### Reading text
It’s not something that I learned; it was forced upon me. I came to a place of desperation where the band was over and my marriage was over. I had to learn to submit because I wouldn’t have done it otherwise. I was almost forced to because we have a jealous God. He had to get my attention in a way. And that’s what happened. I lost everything to gain awareness that God’s bigger than I ever thought He was. So, as an impostor, I was relying on myself to be good enough musically and to be holy enough spiritually. And because I was relying on myself listening to the enemy, I was always felt like a fraud.
Right in the middle of all of this, the horrible earthquake in Haiti happened. You and your former bandmates already had a ministry going there, the Hands and Feet Project. It was an awful event for sure, but in some ways it gave you a new purpose. Can you talk about what happened in Haiti?

### Instructions to follow
Print the interview passage word for word from "It’s not something" up to and including "happened in Haiti?".

### Excerpted records
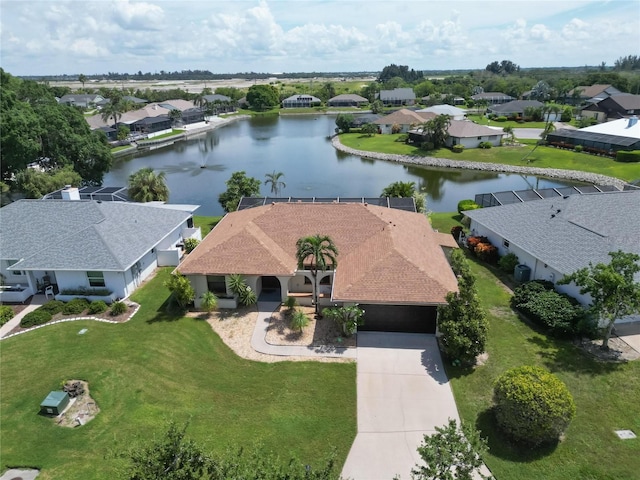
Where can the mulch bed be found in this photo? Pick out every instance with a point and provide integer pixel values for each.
(104, 316)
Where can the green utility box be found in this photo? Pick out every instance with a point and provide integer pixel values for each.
(55, 403)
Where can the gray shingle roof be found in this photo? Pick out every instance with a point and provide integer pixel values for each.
(82, 235)
(568, 233)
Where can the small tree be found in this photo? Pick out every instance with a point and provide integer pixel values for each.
(532, 406)
(614, 293)
(452, 453)
(181, 289)
(344, 121)
(209, 301)
(462, 321)
(348, 318)
(238, 186)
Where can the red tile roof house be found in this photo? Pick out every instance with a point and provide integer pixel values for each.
(389, 261)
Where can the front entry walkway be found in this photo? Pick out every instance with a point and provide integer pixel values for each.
(403, 394)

### Task result
It’s not something that I learned; it was forced upon me. I came to a place of desperation where the band was over and my marriage was over. I had to learn to submit because I wouldn’t have done it otherwise. I was almost forced to because we have a jealous God. He had to get my attention in a way. And that’s what happened. I lost everything to gain awareness that God’s bigger than I ever thought He was. So, as an impostor, I was relying on myself to be good enough musically and to be holy enough spiritually. And because I was relying on myself listening to the enemy, I was always felt like a fraud.
Right in the middle of all of this, the horrible earthquake in Haiti happened. You and your former bandmates already had a ministry going there, the Hands and Feet Project. It was an awful event for sure, but in some ways it gave you a new purpose. Can you talk about what happened in Haiti?